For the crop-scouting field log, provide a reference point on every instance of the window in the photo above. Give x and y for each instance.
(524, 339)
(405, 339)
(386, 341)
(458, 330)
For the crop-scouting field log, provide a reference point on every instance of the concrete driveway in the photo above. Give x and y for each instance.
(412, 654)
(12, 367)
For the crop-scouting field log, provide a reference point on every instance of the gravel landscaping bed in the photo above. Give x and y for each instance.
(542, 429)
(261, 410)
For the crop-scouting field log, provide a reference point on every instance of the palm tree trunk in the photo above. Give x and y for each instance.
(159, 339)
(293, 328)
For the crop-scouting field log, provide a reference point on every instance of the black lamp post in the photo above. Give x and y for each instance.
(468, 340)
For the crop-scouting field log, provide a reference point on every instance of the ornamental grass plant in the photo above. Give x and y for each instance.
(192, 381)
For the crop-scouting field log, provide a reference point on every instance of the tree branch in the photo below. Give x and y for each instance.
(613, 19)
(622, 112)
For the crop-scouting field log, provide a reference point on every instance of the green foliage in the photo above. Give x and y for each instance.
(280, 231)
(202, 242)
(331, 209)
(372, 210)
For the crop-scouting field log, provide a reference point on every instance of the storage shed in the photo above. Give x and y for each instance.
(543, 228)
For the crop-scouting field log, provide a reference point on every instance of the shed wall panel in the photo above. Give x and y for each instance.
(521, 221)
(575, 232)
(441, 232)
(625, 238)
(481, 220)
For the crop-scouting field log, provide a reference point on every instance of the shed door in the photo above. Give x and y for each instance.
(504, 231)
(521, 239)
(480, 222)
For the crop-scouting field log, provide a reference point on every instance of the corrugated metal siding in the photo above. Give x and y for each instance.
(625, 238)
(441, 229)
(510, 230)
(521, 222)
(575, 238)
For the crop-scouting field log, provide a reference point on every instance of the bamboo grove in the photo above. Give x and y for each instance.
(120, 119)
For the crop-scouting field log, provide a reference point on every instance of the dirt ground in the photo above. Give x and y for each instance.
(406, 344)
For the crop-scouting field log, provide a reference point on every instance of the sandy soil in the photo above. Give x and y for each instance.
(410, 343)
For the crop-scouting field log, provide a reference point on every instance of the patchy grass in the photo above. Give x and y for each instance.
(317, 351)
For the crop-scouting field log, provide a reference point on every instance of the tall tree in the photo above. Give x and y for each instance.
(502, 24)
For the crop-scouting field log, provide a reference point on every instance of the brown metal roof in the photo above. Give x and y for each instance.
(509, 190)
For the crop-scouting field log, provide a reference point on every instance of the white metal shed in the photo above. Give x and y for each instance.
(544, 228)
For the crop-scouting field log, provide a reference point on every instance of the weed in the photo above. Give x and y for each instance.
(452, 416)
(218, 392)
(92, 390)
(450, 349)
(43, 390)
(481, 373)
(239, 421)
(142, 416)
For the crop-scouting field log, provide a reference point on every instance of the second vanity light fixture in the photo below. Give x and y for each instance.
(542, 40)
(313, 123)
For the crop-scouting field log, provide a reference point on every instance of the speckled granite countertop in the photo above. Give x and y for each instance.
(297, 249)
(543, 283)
• • •
Given request:
Emit the full listing verbatim.

Result for this task:
For the crop-scouting field log, provide a reference point on every instance of the window in the photo above. Give x and y for each instance.
(524, 339)
(405, 339)
(386, 341)
(458, 330)
For the crop-scouting field log, provide a reference point on every instance of the concrete driveway in the photo above. Give x and y for each instance.
(412, 654)
(12, 367)
For the crop-scouting field log, provide a reference point on every instance of the gravel landscaping bed in the photo above. Give x and y for each instance.
(542, 429)
(261, 410)
For the crop-scouting field log, provide a reference point on every instance of the palm tree trunk in the photo above. Give x and y for each instance.
(159, 339)
(293, 328)
For the crop-scouting field log, provide a reference point on every instance of the black lamp post in the photo above. Give x and y for each instance.
(468, 340)
For the crop-scouting field log, provide a reference point on every instance of the ornamental grass plant in the photo above. Give x and y for each instance.
(192, 381)
For the crop-scouting field log, provide a reference point on every instance of the tree branch in the photo below. Give x and y for each instance.
(613, 19)
(622, 112)
For the crop-scouting field log, provide a reference point on every instance of the green foliage in the photo above. Give x and y for each instance.
(280, 231)
(202, 242)
(331, 209)
(372, 210)
For the crop-scouting field log, provide a reference point on every instance of the storage shed in the photo above. Give x and y for each instance.
(543, 228)
For the crop-scouting field log, provide a reference point on every instance of the shed wall panel in the photo above. Give x and y for each instance.
(521, 221)
(575, 232)
(441, 232)
(625, 238)
(481, 220)
For the crop-scouting field log, provide a reference point on every instance of the shed door in the photo above. Give x and y for each instance.
(504, 231)
(521, 239)
(480, 222)
For the crop-scouting field log, provide a reference point on every instance of the corrugated metal siding in the photo above. Give x and y for each instance.
(625, 238)
(441, 229)
(510, 230)
(521, 222)
(575, 238)
For the crop-scouting field log, provide a reference point on every instance of the bamboo grove in the photo above. Give x and y for each instance.
(120, 119)
For the crop-scouting field log, provide a reference point on every instance of the dirt ground in the photo above. Give x and y for each instance.
(406, 344)
For the crop-scouting field log, provide a reference point on every instance of the sandy soil in the photo above. Give x and y for each instance.
(410, 343)
For the crop-scouting field log, provide a reference point on every instance of the patchy grass in the photo above. Give x and y for each instance.
(317, 351)
For the crop-scouting field log, provide a reference point on every instance of the tall tree in the photo above. Give x and y for each instance.
(502, 24)
For the crop-scouting field log, provide a reference point on every instance of the brown metal roof in the photo above. Give x and y for each instance.
(509, 190)
For the crop-scouting field log, provide a reference point on every instance of the white metal shed in the photo above. Give x and y for each instance.
(544, 228)
For the crop-scouting field log, provide a reference point on every instance of the weed in the photo above. Give x and y for each instance.
(452, 416)
(218, 392)
(92, 390)
(450, 349)
(43, 390)
(481, 373)
(239, 421)
(142, 416)
For the crop-scouting field log, provide a reference point on every instance of the second vanity light fixture in the photo below. Give x and y for each instance.
(542, 40)
(313, 123)
For the crop-scouting field log, provide a reference point on every instance of the speckled granite countertop in the photo above. Give x and y for each instance.
(297, 249)
(543, 283)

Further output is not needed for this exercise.